Select from the data all lines with the word "tight".

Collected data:
--- START ---
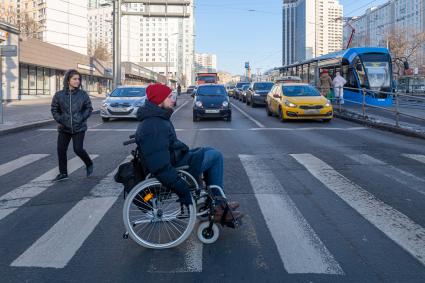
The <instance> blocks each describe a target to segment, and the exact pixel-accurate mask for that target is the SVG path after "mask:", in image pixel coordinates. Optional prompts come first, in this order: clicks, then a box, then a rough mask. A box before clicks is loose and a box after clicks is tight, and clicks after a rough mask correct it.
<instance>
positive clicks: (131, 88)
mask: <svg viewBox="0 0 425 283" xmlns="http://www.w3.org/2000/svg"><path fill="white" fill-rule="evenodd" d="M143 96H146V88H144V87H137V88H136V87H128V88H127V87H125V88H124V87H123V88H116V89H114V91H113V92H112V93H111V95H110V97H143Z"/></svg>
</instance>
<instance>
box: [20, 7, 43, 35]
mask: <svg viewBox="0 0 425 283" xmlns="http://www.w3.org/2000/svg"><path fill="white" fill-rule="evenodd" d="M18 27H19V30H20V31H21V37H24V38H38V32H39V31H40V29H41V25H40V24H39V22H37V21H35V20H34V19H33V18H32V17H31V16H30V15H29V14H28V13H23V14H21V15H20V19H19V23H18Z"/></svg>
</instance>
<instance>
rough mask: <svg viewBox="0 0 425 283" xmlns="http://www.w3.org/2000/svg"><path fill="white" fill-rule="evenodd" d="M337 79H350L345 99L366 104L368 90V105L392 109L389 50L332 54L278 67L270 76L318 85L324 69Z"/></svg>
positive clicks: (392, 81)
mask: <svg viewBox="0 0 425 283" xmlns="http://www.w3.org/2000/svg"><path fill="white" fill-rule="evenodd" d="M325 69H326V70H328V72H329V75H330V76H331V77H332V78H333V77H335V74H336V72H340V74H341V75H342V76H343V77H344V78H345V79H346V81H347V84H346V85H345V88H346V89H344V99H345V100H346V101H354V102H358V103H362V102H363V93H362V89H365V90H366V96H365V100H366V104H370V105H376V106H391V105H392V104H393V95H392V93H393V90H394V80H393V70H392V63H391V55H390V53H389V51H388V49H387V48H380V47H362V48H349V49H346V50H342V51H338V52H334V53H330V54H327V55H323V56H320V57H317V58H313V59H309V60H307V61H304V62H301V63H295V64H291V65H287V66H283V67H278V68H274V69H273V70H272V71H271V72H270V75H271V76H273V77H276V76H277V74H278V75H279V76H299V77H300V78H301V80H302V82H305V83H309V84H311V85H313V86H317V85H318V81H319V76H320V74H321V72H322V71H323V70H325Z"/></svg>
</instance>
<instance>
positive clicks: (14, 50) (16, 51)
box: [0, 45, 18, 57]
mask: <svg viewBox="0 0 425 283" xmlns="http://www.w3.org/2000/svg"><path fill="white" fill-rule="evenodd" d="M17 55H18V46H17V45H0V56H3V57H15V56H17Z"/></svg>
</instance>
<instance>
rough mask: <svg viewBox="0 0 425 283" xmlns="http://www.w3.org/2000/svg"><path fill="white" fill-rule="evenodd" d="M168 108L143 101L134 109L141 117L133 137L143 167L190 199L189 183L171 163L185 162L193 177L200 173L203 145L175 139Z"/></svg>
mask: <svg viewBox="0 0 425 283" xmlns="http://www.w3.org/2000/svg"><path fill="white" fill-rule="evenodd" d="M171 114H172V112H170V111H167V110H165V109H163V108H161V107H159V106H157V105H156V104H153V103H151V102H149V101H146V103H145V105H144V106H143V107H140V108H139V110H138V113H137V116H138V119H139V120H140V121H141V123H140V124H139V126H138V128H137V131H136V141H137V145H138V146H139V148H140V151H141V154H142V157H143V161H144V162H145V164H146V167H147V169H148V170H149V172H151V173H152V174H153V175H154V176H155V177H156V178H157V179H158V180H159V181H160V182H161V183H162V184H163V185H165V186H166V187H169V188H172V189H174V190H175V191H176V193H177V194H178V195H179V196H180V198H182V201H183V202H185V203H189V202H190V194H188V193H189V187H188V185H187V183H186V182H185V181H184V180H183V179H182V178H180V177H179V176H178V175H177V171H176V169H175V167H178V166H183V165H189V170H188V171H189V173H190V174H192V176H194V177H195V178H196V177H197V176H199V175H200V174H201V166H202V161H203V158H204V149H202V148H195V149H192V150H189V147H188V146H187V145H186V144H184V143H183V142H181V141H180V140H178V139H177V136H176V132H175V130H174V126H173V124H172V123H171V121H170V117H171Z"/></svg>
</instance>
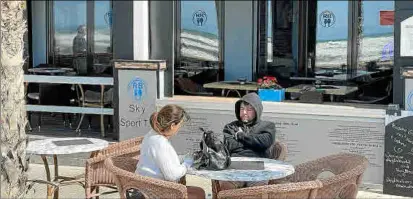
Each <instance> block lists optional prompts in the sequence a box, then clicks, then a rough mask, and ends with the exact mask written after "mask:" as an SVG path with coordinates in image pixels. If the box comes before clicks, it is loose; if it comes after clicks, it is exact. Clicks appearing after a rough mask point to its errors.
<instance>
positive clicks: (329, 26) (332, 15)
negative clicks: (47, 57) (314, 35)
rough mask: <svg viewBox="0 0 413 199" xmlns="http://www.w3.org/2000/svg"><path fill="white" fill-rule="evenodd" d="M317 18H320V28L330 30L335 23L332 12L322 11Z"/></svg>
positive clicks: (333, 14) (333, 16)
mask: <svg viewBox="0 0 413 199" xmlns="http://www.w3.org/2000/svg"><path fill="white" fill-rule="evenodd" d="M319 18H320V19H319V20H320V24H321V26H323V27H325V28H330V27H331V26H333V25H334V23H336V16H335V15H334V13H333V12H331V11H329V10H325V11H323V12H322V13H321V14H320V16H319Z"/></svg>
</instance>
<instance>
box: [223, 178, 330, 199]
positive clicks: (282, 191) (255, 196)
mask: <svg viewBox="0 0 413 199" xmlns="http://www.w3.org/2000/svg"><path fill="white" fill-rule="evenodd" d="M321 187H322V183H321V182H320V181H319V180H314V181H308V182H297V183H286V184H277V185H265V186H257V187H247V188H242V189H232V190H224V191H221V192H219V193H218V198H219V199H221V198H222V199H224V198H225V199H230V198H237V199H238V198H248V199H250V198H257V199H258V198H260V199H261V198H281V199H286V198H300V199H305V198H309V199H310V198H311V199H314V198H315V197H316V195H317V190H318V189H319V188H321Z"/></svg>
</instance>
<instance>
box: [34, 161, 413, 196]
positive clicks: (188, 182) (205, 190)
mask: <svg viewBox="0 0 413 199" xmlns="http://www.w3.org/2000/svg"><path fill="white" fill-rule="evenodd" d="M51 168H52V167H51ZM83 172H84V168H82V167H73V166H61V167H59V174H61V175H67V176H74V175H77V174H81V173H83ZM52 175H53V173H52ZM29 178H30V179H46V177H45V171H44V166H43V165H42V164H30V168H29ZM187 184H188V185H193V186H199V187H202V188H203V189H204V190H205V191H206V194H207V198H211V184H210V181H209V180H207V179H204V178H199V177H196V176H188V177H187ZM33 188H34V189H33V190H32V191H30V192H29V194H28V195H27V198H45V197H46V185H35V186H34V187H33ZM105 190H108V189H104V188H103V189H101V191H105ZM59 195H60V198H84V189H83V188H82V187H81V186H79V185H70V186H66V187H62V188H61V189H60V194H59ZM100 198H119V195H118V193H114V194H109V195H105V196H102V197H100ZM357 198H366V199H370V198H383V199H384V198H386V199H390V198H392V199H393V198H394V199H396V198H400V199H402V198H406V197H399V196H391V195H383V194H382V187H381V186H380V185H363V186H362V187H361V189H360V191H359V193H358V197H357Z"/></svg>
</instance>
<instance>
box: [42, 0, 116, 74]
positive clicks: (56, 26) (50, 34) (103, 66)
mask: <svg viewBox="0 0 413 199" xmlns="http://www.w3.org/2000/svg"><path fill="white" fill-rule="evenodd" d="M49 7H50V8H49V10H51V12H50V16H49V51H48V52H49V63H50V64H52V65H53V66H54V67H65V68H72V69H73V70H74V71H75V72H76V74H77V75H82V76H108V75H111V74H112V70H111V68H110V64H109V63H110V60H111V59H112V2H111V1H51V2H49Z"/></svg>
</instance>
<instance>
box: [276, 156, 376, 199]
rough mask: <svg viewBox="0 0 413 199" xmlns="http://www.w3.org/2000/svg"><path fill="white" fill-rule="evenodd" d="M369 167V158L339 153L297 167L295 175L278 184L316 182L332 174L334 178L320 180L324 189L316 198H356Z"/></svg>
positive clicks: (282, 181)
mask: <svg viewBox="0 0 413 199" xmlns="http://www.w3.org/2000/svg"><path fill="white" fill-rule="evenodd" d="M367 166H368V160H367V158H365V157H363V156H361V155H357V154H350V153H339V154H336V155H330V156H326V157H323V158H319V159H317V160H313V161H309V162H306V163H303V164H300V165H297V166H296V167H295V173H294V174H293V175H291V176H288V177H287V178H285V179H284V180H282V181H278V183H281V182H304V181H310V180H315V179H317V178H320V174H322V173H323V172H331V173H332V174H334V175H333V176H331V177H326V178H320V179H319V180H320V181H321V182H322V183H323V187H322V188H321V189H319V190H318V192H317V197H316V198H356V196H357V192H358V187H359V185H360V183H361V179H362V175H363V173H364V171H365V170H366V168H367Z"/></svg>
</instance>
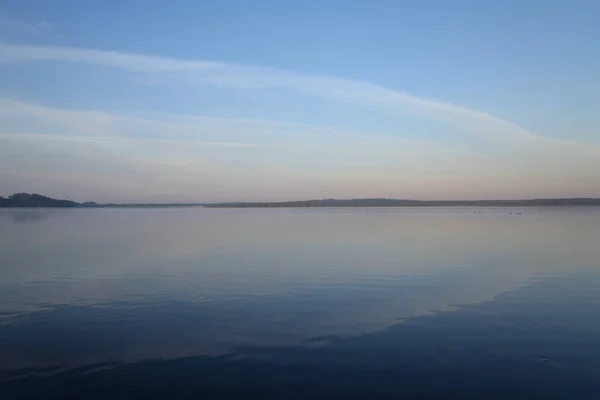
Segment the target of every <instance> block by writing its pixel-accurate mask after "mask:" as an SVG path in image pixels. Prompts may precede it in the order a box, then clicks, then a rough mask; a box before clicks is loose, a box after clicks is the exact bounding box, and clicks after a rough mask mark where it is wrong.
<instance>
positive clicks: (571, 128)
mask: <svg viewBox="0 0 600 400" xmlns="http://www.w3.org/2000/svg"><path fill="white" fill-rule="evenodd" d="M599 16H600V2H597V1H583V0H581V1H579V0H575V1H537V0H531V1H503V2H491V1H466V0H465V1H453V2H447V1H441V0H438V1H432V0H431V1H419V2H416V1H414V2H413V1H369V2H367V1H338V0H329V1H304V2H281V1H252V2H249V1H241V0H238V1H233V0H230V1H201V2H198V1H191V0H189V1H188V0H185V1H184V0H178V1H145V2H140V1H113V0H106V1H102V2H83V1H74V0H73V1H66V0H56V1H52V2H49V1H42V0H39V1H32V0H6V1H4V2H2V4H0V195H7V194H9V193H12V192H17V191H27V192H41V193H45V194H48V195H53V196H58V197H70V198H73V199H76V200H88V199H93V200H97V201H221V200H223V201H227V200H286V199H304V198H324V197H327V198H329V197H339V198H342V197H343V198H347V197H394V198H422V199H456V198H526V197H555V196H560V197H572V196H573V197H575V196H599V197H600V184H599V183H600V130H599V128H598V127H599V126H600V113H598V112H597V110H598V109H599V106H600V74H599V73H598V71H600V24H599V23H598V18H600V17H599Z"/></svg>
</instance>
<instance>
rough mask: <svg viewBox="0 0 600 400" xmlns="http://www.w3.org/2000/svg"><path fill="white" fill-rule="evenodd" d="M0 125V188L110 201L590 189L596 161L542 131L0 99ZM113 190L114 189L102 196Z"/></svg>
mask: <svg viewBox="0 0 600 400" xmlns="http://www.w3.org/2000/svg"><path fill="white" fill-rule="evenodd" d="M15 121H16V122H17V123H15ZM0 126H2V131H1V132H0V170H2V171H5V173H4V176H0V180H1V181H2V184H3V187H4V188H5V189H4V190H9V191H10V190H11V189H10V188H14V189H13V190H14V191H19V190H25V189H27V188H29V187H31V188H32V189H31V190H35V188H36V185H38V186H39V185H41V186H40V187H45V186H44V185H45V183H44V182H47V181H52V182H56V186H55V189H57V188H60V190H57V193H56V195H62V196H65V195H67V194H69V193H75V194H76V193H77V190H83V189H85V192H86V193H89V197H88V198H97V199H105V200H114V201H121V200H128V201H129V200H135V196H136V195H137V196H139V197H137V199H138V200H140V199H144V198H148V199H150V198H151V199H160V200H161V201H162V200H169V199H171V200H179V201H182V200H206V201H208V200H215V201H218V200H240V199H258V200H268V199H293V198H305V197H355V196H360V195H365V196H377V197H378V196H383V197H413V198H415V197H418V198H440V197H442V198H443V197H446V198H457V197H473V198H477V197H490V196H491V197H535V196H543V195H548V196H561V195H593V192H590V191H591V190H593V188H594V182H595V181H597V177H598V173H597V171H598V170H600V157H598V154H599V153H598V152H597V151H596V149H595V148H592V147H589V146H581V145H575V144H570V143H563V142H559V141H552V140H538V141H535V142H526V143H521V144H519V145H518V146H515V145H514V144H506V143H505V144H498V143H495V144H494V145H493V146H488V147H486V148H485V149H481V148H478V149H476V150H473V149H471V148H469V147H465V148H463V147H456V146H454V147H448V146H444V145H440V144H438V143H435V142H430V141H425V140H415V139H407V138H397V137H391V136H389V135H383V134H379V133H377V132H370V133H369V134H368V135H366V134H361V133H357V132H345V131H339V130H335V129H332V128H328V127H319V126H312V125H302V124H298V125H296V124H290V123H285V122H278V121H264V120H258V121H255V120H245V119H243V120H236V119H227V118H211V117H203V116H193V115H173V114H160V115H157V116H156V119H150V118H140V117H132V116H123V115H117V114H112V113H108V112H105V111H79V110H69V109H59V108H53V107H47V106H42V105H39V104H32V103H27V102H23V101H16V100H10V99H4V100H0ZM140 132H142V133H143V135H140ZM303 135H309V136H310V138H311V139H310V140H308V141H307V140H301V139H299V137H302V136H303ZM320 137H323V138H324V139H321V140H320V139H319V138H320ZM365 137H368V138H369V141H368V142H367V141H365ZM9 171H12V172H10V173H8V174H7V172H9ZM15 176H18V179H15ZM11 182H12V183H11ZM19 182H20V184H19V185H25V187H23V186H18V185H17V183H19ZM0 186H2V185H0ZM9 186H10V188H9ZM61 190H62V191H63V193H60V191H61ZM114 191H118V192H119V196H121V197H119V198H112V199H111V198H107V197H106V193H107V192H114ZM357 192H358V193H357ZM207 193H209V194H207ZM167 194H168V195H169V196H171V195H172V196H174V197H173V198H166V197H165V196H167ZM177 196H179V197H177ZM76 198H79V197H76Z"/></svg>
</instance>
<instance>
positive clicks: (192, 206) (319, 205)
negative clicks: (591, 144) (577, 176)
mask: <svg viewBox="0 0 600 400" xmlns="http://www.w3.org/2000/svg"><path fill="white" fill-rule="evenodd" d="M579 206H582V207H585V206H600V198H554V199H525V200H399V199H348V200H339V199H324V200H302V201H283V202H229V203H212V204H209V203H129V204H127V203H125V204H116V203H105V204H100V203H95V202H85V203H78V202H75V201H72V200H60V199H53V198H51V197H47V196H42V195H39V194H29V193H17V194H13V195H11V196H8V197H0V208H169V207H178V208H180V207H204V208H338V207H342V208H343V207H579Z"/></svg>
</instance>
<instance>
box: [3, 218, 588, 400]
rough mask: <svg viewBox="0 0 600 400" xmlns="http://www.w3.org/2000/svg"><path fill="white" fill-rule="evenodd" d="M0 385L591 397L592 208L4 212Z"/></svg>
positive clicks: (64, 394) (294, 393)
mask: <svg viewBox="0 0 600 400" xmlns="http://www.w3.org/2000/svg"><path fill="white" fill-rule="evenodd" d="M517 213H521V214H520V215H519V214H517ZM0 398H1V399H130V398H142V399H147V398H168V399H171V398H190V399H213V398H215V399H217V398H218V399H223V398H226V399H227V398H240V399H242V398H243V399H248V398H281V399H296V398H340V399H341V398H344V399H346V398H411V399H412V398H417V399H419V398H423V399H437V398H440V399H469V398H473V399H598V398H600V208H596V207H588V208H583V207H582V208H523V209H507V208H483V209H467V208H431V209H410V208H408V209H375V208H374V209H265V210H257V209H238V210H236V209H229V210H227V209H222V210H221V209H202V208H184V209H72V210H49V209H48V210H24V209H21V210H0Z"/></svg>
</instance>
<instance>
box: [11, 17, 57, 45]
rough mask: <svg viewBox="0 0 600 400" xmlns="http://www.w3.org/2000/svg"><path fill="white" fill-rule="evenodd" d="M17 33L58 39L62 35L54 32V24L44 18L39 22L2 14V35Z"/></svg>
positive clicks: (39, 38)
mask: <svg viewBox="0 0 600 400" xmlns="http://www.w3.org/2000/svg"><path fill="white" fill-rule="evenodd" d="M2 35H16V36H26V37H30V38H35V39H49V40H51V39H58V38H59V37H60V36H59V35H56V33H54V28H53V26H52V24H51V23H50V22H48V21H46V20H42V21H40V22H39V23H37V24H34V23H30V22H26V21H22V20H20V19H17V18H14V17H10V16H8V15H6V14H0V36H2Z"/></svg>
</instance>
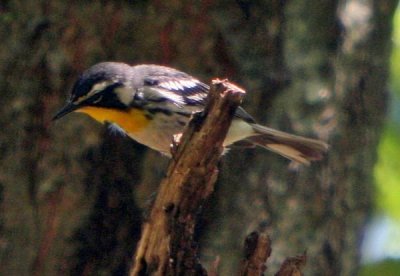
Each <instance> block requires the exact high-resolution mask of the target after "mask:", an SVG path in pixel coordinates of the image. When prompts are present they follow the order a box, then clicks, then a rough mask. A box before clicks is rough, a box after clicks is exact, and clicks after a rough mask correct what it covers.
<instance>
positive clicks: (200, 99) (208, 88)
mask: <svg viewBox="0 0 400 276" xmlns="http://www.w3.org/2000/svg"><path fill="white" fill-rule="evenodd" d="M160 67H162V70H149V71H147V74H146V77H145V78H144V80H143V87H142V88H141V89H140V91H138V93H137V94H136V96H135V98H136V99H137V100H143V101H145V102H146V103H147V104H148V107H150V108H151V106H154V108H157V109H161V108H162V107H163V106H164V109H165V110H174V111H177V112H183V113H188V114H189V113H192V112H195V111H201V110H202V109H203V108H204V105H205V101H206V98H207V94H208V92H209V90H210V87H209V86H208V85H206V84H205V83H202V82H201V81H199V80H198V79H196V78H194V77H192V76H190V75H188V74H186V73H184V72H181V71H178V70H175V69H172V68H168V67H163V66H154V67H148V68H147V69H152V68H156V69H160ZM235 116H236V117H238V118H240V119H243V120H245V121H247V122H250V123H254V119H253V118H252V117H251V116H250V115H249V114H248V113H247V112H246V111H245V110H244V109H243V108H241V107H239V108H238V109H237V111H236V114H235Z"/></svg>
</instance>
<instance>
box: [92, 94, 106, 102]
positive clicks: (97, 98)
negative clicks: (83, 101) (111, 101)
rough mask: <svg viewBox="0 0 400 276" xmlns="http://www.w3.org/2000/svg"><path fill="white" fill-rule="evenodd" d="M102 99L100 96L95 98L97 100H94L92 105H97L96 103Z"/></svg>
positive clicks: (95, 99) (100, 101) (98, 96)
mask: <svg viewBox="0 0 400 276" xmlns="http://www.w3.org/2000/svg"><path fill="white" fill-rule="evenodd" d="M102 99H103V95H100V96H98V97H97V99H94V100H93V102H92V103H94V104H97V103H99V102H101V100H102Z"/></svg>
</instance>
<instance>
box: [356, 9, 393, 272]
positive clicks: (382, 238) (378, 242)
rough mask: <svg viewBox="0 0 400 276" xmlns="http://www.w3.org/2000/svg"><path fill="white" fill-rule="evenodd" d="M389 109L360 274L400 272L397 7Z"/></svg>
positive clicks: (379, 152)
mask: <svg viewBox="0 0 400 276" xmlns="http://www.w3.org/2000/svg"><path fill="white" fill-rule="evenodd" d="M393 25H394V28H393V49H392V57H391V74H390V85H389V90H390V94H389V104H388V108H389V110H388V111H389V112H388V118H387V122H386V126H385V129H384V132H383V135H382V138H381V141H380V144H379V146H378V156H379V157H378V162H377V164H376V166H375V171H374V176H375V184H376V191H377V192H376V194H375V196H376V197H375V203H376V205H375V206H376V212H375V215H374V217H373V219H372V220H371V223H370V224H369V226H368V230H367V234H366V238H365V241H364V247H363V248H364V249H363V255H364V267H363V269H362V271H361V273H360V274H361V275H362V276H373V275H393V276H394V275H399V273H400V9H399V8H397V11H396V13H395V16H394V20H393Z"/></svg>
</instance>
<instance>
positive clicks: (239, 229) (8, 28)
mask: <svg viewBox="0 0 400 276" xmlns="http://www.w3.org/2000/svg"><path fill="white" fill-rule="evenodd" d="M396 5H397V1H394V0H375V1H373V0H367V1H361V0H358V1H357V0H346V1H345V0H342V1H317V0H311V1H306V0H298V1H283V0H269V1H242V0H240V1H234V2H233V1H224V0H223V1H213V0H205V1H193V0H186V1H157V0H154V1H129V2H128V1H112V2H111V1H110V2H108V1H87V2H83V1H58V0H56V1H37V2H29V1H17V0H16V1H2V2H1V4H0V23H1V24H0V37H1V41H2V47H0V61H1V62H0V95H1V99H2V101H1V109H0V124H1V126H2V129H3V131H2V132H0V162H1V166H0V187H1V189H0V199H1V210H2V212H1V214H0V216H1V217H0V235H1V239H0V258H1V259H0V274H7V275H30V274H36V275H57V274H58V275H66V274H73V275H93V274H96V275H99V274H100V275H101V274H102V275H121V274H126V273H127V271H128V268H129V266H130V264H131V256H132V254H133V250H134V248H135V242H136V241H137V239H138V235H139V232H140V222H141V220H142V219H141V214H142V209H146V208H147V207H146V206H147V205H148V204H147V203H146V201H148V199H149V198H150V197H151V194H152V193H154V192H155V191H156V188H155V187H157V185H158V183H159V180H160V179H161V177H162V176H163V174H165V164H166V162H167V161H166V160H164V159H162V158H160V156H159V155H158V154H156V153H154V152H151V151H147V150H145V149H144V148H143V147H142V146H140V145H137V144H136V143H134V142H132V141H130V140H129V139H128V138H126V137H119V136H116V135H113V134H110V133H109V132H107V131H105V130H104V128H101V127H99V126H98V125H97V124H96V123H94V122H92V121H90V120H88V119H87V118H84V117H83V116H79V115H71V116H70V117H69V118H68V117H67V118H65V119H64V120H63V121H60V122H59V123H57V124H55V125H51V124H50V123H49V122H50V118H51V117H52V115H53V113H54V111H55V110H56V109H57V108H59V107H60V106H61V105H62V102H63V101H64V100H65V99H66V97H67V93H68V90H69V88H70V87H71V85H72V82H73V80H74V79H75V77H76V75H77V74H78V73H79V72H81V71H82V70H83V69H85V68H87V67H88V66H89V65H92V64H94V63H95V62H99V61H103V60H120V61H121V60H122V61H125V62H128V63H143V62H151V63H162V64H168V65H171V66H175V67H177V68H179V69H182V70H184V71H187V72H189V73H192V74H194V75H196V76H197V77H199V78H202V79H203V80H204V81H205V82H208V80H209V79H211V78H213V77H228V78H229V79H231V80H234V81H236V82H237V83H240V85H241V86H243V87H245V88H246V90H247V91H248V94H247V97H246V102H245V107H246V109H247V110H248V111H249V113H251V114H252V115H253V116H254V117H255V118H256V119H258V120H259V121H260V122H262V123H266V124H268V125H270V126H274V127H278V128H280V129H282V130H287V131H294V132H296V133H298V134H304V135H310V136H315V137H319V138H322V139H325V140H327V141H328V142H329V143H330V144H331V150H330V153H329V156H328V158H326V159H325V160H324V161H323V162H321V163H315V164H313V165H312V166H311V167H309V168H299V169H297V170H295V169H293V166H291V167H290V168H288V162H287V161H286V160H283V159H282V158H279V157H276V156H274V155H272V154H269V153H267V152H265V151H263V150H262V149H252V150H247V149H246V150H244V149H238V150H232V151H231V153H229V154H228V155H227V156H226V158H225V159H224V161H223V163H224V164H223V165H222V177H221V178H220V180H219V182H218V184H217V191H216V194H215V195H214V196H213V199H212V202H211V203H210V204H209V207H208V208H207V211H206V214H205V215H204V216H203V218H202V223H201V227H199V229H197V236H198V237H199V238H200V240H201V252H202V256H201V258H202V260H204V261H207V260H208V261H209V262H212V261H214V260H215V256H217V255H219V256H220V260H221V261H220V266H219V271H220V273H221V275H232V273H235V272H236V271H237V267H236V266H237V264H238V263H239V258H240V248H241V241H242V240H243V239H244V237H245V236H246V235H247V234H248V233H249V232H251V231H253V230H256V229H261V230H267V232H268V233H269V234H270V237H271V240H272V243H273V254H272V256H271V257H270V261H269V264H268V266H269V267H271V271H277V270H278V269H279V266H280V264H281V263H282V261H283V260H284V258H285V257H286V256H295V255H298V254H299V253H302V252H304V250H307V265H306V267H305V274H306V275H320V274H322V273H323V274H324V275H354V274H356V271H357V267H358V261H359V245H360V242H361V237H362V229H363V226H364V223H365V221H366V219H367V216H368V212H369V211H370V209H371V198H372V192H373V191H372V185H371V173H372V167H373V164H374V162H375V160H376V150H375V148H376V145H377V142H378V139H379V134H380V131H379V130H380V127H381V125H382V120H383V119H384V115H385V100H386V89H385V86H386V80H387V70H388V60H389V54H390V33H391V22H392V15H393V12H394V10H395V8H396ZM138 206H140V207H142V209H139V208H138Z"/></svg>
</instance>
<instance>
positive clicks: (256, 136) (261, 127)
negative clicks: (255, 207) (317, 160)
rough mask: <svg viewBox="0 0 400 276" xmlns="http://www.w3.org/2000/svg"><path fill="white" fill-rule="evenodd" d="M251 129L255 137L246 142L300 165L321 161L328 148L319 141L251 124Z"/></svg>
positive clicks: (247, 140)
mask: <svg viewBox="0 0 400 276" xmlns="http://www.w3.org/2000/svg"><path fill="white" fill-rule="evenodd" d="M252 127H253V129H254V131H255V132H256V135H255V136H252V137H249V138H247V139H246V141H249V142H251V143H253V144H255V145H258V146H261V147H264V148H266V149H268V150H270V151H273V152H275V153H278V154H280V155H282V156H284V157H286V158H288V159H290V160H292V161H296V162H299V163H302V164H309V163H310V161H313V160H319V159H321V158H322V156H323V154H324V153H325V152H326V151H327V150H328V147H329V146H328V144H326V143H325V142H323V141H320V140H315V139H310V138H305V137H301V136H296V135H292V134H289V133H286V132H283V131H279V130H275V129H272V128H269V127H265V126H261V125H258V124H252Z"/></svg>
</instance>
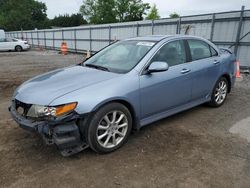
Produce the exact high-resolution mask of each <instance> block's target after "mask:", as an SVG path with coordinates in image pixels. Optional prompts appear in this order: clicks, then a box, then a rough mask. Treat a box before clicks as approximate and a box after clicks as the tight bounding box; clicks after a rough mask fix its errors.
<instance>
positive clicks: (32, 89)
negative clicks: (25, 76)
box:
--- END ---
◆ TASK OUTPUT
The <instance> blocks each describe a target to segment, and the exact pixel-accurate mask for that target is the SVG path after "mask:", in image pixel coordinates. Optional prompts come first, in this order: clicks, then a box, then a rough mask. A box before clicks is loose and a box after clicks is tight, and clicks after a rough mask correct it.
Produce the exact high-resolution mask of each <instance> block's target after "mask:", as an SVG path with coordinates in image pixels. Optional prompts appear in this order: clicks, then a box, then a rough mask. Treat a box before clicks as approximate and a box after clicks as the tight bounding box; clicks after a rough mask fix its errors.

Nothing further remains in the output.